**DATA TO PROCESS**
— Begin —

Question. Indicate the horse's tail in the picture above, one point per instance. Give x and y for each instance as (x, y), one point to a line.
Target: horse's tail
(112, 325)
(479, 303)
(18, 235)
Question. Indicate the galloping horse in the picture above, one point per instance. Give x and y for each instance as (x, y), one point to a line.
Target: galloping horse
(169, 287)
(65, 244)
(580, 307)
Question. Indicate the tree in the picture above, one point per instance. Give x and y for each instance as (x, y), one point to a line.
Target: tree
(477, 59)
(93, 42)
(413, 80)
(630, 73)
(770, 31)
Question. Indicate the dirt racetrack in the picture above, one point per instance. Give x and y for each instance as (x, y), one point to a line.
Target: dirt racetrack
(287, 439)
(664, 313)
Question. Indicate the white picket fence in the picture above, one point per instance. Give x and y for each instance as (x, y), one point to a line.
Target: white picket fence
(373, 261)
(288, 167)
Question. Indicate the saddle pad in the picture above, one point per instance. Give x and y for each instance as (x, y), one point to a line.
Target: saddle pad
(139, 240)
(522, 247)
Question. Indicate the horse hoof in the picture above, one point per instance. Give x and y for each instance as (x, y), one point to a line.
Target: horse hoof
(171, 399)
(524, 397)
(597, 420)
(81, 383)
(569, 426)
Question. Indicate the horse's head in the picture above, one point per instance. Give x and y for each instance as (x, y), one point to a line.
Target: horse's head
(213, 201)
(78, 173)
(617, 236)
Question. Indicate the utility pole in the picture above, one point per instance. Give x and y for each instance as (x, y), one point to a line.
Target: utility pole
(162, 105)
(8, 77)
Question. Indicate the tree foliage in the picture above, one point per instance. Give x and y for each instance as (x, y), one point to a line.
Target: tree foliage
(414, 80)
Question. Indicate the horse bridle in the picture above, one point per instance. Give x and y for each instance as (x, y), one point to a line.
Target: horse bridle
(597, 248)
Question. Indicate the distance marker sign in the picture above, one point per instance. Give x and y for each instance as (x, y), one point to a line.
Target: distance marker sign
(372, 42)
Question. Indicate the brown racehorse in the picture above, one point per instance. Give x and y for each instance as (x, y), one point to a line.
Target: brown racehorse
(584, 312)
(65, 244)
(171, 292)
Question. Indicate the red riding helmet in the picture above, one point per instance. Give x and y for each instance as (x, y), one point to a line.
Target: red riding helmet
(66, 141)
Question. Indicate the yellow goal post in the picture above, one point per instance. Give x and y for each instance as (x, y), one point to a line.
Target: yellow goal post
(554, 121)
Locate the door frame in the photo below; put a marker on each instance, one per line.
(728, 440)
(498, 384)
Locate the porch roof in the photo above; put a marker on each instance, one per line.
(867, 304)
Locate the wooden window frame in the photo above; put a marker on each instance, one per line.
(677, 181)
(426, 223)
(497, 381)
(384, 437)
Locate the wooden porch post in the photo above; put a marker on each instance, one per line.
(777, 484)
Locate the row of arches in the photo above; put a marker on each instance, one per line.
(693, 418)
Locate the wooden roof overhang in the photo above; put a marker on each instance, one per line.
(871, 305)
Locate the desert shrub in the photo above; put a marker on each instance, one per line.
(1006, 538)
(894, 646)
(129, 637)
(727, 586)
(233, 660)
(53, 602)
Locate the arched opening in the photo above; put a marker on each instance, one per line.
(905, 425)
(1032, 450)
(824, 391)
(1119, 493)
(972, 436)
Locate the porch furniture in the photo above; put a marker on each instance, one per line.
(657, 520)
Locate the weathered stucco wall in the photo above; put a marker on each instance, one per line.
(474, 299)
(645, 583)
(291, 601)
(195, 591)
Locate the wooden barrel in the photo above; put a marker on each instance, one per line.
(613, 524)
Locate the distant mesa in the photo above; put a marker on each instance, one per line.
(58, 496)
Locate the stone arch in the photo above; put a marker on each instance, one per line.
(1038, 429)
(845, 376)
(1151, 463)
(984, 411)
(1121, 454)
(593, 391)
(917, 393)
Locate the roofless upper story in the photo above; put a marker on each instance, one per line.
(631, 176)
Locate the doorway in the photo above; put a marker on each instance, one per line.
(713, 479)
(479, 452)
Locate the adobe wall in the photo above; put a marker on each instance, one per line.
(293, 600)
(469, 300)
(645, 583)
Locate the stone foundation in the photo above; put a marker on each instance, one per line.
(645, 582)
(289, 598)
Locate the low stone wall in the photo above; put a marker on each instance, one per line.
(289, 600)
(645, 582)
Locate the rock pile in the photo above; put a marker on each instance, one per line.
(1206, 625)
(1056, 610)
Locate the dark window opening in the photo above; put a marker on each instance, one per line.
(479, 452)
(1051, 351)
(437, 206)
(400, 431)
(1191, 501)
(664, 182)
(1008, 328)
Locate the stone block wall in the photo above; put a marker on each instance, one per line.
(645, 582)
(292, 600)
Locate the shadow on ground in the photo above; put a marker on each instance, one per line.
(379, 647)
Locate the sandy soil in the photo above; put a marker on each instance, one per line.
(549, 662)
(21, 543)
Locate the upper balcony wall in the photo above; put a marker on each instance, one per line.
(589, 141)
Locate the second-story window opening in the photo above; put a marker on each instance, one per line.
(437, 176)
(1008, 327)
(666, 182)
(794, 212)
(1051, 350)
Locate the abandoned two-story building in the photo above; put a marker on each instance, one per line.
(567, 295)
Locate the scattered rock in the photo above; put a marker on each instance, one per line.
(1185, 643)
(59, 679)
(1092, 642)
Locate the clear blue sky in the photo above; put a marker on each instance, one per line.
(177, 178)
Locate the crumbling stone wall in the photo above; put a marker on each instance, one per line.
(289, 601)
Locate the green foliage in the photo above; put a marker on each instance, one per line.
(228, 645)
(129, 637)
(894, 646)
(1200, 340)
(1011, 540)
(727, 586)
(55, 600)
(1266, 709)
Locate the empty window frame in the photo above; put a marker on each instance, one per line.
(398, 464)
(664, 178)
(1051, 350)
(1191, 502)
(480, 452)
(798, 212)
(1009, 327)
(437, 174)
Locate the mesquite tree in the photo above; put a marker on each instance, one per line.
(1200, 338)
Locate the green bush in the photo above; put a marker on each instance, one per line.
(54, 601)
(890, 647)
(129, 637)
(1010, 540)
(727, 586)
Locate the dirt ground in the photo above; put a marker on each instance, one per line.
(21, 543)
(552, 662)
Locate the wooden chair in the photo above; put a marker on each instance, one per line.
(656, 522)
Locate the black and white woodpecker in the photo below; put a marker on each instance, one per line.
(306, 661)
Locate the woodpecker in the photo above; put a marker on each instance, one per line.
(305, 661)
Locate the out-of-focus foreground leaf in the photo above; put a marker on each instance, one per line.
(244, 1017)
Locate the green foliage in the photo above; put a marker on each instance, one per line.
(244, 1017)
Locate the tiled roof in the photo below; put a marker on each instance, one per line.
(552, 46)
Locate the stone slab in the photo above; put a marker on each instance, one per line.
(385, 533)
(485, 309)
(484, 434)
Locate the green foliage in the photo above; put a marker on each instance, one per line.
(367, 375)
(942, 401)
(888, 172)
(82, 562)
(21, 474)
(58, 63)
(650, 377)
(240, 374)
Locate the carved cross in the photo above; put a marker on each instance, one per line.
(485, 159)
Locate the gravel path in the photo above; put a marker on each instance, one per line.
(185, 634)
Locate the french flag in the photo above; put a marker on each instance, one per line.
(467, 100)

— End —

**INSTRUCTION**
Word for word, quote all of the data above.

**COMPLETED TASK**
Question. Indicate the horse's tail in the picture above, one point per instance. Give x and y for each instance as (x, y), one point to a line.
Target: horse's tail
(112, 325)
(479, 303)
(18, 235)
Question. Indicate the galloping horse in the picture above, one point per instance. Give x and y for each instance as (x, y), one point to a line.
Target: galloping horse
(169, 287)
(65, 244)
(580, 307)
Question. Indicate the tree in the picture above, one point per instance. Give x and y for each instance as (x, y), one point to a line.
Target: tree
(477, 59)
(93, 42)
(413, 80)
(630, 73)
(770, 31)
Question. Indicate the dirt racetrack in the picture above, one point per instance. Give x and y for each instance as (x, y), one point to a line.
Target: dirt racetrack
(287, 439)
(664, 313)
Question. Indicate the white picket fence in the picture above, one point per instance. Give x and y for each instance as (x, y), one point to a line.
Target: white picket fence
(373, 261)
(288, 167)
Question. Indicate the saddle pad in the picture above, one point per instance. Give x and y for each instance as (x, y), one point to a line.
Target: saddle pad
(139, 240)
(522, 247)
Question. Indicate the horse hoof in the picture above, one point per instance. Give x and y for each instance as (x, y), one point to a line.
Target: horse hoof
(171, 399)
(524, 397)
(597, 420)
(81, 383)
(569, 426)
Question. Indicate the horse's head in the picture above, one point per instance. Give x and y for each instance as (x, y), one point to a line.
Target: horse's head
(213, 201)
(78, 173)
(617, 236)
Question. Indicate the utility pole in the picture above, one point per instance. Give x and y for each instance as (x, y), one point to a line.
Target: utility pole
(162, 105)
(8, 77)
Question. Indicate the tree foliage in the picture above, one point per instance. Give x and y for each instance as (x, y), one point to a line.
Target: tree foliage
(414, 80)
Question. Indicate the horse bridle in the picture above, one point per instance. Give x and y for each instance as (x, y), one point to a line.
Target: horse bridle
(597, 248)
Question. Indicate the distance marker sign in the picture above, one point per instance. Give x and y for each instance as (x, y), one point to a line.
Target: distance marker sign
(372, 42)
Question. Indicate the brown racehorse in the picture above, one point per instance. Give x and y for each instance as (x, y), one point to a line.
Target: brown racehorse
(584, 312)
(65, 244)
(171, 292)
Question. Indicate the red riding helmet in the picture above, one point per instance. Give x and y for each instance as (x, y), one point to a line.
Target: red riding helmet
(66, 141)
Question. Indicate the yellow goal post in the picture above, one point per instance. Give x and y for each instance as (x, y), one point to a line.
Target: yellow goal post
(554, 121)
Locate the door frame in the photo below; put a marker on each instance, one per line.
(728, 440)
(498, 384)
Locate the porch roof in the photo above; put a marker on each instance, one per line.
(867, 304)
Locate the wooden window frame in the photo above; put a marker on each instance, one per line.
(677, 181)
(426, 223)
(497, 381)
(384, 437)
Locate the wooden porch post in the photo above; put a marker on each instance, one per line.
(777, 484)
Locate the row of arches in the photo above; put a marker on each instance, one per line.
(693, 418)
Locate the wooden roof overhang in the photo above; put a marker on each instance, one per line.
(871, 305)
Locate the desert shrub in the photo above; put a marker on each instance, one per line.
(1006, 538)
(894, 646)
(129, 637)
(727, 586)
(233, 660)
(53, 602)
Locate the arched opening in the photo above; put a marker on each instance, one per line.
(905, 425)
(1032, 450)
(824, 391)
(1119, 493)
(972, 436)
Locate the porch furniture in the photo above; put a marker on each instance, one per line.
(657, 520)
Locate the weathered stucco wall in the photo above; put a marker on each instance, one per line.
(474, 299)
(645, 583)
(291, 601)
(195, 591)
Locate the wooden barrel in the photo above; put a marker on each instance, one per line.
(613, 524)
Locate the distant mesa in the photo above; put a marker on each instance, one per line.
(58, 496)
Locate the stone arch in the photo above; put a marker on each instance, one per line.
(1038, 429)
(845, 376)
(1151, 463)
(984, 411)
(1121, 454)
(593, 391)
(917, 393)
Locate the roofless upper story in the photo above; put a marker on each instance, one per line.
(631, 176)
Locate the doorway in the photo above; put a marker on each instance, one per line.
(713, 479)
(479, 452)
Locate the adobe wall in the photo above; put a marker on each instance, one per line.
(293, 600)
(469, 300)
(645, 583)
Locate the stone foundation in the photo above; put a marker on each instance, one per line.
(645, 582)
(289, 598)
Locate the low stone wall in the photo above; put a marker on each instance, one per line.
(289, 600)
(645, 582)
Locate the rock pile in the photo above; put a marker on each instance, one per line.
(1206, 625)
(1056, 610)
Locate the dark window opening in the photo above; put a marker on each instance, one per line.
(479, 452)
(1051, 351)
(437, 206)
(400, 431)
(1191, 501)
(664, 182)
(1008, 328)
Locate the stone block wall in the photo above; put a marker on each instance, one per line.
(645, 582)
(292, 600)
Locate the shadow on ground in the photo above; put a marker on each instance, one per line.
(379, 647)
Locate the sandy soil in the photo above; put a marker on each instance, one per line.
(549, 662)
(21, 543)
Locate the upper balcony wall in the photo above; put a marker on each instance, one per line.
(589, 141)
Locate the second-story window opening in the photo above; put a marker on each instance, one per line.
(437, 176)
(1008, 327)
(666, 182)
(794, 212)
(1051, 350)
Locate the abandoned two-story building in the photo above; put a marker on each instance, one per line.
(567, 295)
Locate the scattered rock in the photo above; put a marker on each instance, one per line.
(1185, 643)
(59, 679)
(1092, 642)
Locate the clear blue sky in the photo above; put a marker on each instance, one per line.
(177, 178)
Locate the crumbling stone wall in the photo above; put a marker on each instance, one per line.
(289, 601)
Locate the green foliage in the photo above; put a marker on each instance, one per line.
(228, 645)
(129, 637)
(894, 646)
(1200, 340)
(1011, 540)
(727, 586)
(55, 600)
(1266, 709)
Locate the empty window frame in the photo above; put a marker on each instance, one per line.
(398, 464)
(664, 178)
(1051, 350)
(1191, 502)
(480, 452)
(798, 212)
(1009, 327)
(437, 174)
Locate the mesquite tree in the photo above; put a marker on each instance, one per line.
(1200, 338)
Locate the green bush in the photo above; put a marker on each instance, one per line.
(54, 601)
(890, 647)
(129, 637)
(1010, 540)
(727, 586)
Locate the dirt ground in the photo above; put a marker on each instance, one per line.
(21, 543)
(552, 662)
Locate the wooden chair in the photo above; put a marker on each instance, one per line.
(656, 522)
Locate the black and white woodpecker in the photo below; put a marker on each instance, one per line.
(306, 661)
Locate the woodpecker in the photo above; put a marker on each instance, one per line.
(305, 661)
Locate the out-of-focus foreground leaf in the photo above; put a marker on each instance, one per line.
(244, 1017)
Locate the green foliage in the photo above; put a marker on each instance, one per line.
(244, 1017)
Locate the tiled roof in the photo below; put a marker on each instance, one per line.
(552, 46)
Locate the stone slab in the photo above; put a marker on each instance, one per line.
(385, 533)
(485, 309)
(484, 434)
Locate the green foliage in the photo above; put a marker on each instance, one per line.
(367, 375)
(942, 401)
(888, 172)
(82, 562)
(21, 474)
(58, 63)
(650, 377)
(240, 374)
Locate the carved cross in the photo above; put a marker on each instance, one per line.
(485, 159)
Locate the gravel path in the photo above; put a marker on each instance, one per line.
(185, 634)
Locate the french flag in the photo above; put a marker on each instance, one per line.
(467, 100)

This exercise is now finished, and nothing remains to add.